## Problem requirements
Rewrite the rows below as a two-column CSV with the headers text and coordinates, giving each row one line that holds its text and its answer. Put each field in double quotes and replace any line breaks inside a field with spaces.
══ Excerpted records
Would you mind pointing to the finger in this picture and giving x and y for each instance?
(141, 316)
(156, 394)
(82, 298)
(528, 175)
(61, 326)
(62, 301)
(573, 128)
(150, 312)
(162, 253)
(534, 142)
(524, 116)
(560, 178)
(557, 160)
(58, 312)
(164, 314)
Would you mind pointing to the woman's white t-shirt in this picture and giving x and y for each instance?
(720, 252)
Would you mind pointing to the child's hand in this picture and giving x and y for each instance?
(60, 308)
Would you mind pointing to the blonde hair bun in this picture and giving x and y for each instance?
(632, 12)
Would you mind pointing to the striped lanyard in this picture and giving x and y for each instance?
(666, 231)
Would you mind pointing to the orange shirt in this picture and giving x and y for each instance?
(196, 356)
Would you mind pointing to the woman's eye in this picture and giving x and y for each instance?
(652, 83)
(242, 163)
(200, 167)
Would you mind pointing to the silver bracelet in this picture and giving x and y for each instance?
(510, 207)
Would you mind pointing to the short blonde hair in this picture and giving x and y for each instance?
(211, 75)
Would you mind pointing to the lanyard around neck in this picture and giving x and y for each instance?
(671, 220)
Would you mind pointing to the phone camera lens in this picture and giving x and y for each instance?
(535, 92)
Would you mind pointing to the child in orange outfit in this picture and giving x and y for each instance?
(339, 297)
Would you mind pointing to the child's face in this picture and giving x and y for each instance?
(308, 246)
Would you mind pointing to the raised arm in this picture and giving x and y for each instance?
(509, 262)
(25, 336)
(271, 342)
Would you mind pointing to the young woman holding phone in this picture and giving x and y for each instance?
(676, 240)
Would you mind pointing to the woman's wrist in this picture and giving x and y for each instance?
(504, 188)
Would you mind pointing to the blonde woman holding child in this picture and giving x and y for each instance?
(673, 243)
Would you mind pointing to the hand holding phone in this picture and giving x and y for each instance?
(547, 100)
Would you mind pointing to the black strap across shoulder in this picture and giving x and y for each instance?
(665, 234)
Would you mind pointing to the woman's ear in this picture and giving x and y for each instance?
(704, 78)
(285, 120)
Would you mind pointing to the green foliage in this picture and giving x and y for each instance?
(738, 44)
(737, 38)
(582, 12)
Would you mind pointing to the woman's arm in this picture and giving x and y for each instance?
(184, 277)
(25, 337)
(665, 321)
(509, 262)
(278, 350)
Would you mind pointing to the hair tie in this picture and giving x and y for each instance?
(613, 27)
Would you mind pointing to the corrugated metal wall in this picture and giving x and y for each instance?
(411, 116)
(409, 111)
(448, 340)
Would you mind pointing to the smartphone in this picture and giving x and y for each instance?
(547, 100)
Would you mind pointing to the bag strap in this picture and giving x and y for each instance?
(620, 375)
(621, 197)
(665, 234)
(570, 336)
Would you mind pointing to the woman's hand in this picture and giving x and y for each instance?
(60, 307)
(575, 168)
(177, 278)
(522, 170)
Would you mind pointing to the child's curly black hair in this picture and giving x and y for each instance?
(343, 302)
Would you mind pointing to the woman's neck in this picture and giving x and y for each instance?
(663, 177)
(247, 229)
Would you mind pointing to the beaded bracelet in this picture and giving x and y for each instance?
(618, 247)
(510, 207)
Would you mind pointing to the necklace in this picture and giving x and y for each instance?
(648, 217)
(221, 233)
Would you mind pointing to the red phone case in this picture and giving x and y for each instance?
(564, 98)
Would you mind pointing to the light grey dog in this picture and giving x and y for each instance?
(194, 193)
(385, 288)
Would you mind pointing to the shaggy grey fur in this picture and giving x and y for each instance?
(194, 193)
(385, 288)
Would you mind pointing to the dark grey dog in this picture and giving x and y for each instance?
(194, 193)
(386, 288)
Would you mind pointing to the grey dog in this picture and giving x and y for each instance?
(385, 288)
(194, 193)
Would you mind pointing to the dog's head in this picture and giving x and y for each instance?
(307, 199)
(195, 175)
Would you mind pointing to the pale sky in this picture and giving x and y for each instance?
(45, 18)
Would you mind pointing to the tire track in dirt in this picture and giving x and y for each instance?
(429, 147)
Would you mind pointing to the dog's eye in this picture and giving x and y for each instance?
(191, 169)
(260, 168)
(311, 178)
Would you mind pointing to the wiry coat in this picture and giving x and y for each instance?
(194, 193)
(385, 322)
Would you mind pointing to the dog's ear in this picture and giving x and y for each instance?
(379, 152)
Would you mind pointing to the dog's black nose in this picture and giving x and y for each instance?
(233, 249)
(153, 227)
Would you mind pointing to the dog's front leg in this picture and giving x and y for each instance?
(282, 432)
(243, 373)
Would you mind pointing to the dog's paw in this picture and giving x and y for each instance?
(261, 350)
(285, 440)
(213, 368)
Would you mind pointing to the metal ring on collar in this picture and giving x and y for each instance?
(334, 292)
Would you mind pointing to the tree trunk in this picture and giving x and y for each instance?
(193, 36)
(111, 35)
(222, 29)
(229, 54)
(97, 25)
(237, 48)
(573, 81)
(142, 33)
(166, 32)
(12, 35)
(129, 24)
════
## Reply to the exercise
text,coordinates
"Would you mind pointing to the finger in this picture and giving x and y for each instance?","(141, 316) (156, 394) (82, 298) (528, 175) (61, 326) (62, 301) (573, 128) (150, 312) (162, 253) (534, 142) (524, 116) (560, 178) (557, 160) (58, 312) (164, 314)"
"Would you mind pointing to the woman's white t-shirt in this picture and giving x and y for each instance?","(720, 252)"
"Would you mind pointing to the child's hand in this picture and giving x and y for each instance?","(60, 308)"
"Would you mind pointing to the blonde hair bun in this picture and giving x and y for each instance?","(632, 12)"
"Would you mind pointing to the striped lanyard in this picture and giving x and y for each instance?","(666, 231)"
"Would you mind pointing to the orange shirt in this picture and giving x and y for each instance?","(196, 356)"
"Would you mind pointing to the woman's eye in this picture and giving x and y for each instance?","(652, 83) (242, 163) (200, 167)"
"Would you mind pointing to the silver bracelet in this picture and giving x and y for each instance?","(510, 207)"
"Would you mind pointing to the short blonde hair in this picture and giving x and y for each instance?","(211, 75)"
"Would you mind pointing to the lanyard around neck in this picture and giving x and y for each instance?","(671, 220)"
"Would you mind pointing to the phone camera lens in this picture and giving x and y for each instance?","(535, 92)"
"Would you mind pointing to the child in orange outfit in this picture and giving x and y for each instance?","(339, 297)"
"Would you mind pointing to the child's face in this picture and giving x and y for each instance?","(308, 246)"
"Would you mind pointing to the raised arm in this picture and giving x and y for each instance?","(509, 262) (25, 336) (271, 342)"
"Would you mind pointing to the young woman holding phone in this picture and giving x and y for each instance?","(676, 240)"
"Would you mind pointing to the woman's wrist in this picture and giving x and y for each instance?","(504, 188)"
"Would you mind pointing to the blonde woman holding child in this picture and giving x and y for each instance?","(673, 243)"
"Would you mind pointing to the hand holding phone in this picture and giving x and y for each instance?","(547, 100)"
"Would you mind pointing to the black strap across shoulder in this picture and giving x and y for each instance?","(665, 234)"
"Would you mind pointing to the woman's ear in this picture and giving x and y for each instance?","(704, 78) (285, 120)"
"Would you mind pointing to the green foliage in this picture and giving x and y for each instance?","(738, 44) (737, 38) (582, 12)"
"Would you mind pointing to the woman's arm in this picture and giving x and y for each instance?","(184, 277) (25, 337) (665, 321) (509, 262) (278, 350)"
"Would you mind pointing to the hair tie in this picture and giving x and y for each instance?","(613, 27)"
"Would you mind pointing to the corrugated metal wall in this picture and giving x and y for each instance?","(411, 116) (409, 111) (448, 340)"
"Would you mind pointing to the smartphone in this picture and giving x and y for each instance?","(547, 100)"
"Would you mind pointing to the bag strap in this picture and giving x and y for each instance?","(620, 375) (621, 197) (665, 234) (570, 336)"
"Would you mind pointing to the woman's hand in this picture and giving x and y for each instance?","(60, 307) (575, 168) (177, 278) (522, 170)"
"Would you mind pointing to the child's curly black hair in this picture and giving x and y for each instance?","(343, 302)"
"Would you mind pointing to the woman's neck in this picture and giving x and y for each instance?","(663, 177) (247, 229)"
"Would you mind pointing to the beaded bracelet in this picture and giving x and y for each instance?","(618, 247) (510, 207)"
"Would you mind pointing to the necklace in this picture and giving x and y for each instance?","(648, 217) (221, 233)"
"Would you mind pointing to the red phone case in this picture and giving x and y for each instance?","(564, 98)"
"Would you mind pointing to the light grey dog in this picture and giving x and y for each instance?","(194, 193) (385, 288)"
"Would you mind pointing to the shaggy grey fur in this picture and giving x and y for each instance?","(194, 193) (385, 288)"
"Would you mind pointing to the dark grey dog in this picture and giving x and y for each instance?","(194, 193) (386, 288)"
"Would you mind pointing to the grey dog in this picture and giving x and y for each instance?","(385, 288) (194, 193)"
"Would you mind pointing to the dog's head in this picture and giving x and y for each instance?","(307, 199) (195, 175)"
"Would you mind pointing to the pale sky in this picture and giving x and y for each instance?","(45, 18)"
"Would you mind pointing to the tire track in dirt in this picture and giving x and y for each instance?","(429, 147)"
"Would you mind pointing to the dog's eye in this picture and giving x and y for each instance?","(191, 169) (260, 168) (311, 178)"
"Would you mind pointing to the wiry coat in this picture and giving x and y for each instance?","(194, 193) (385, 322)"
"Would you mind pointing to the dog's ear in this picture and giving x and y for each instance?","(379, 152)"
"Would you mind pointing to the dog's black nose in this picture and giving x and y for each instance?","(233, 249) (153, 227)"
"Would you mind pointing to the dog's front leg in this picture and giving x and y for each instance?","(282, 432) (243, 373)"
"Would you mind pointing to the dog's paw in this picture and giving x and y for each instance?","(261, 350) (285, 440) (213, 368)"
"Would you mind pointing to the metal ring on collar in this picture and giving x and y for each instance?","(334, 292)"
"Would you mind pointing to the tree trunk in this picture and giving x and y for each instance?","(193, 36) (111, 35) (222, 29) (229, 54) (97, 25) (237, 48) (573, 81) (142, 33) (166, 32) (12, 35) (129, 24)"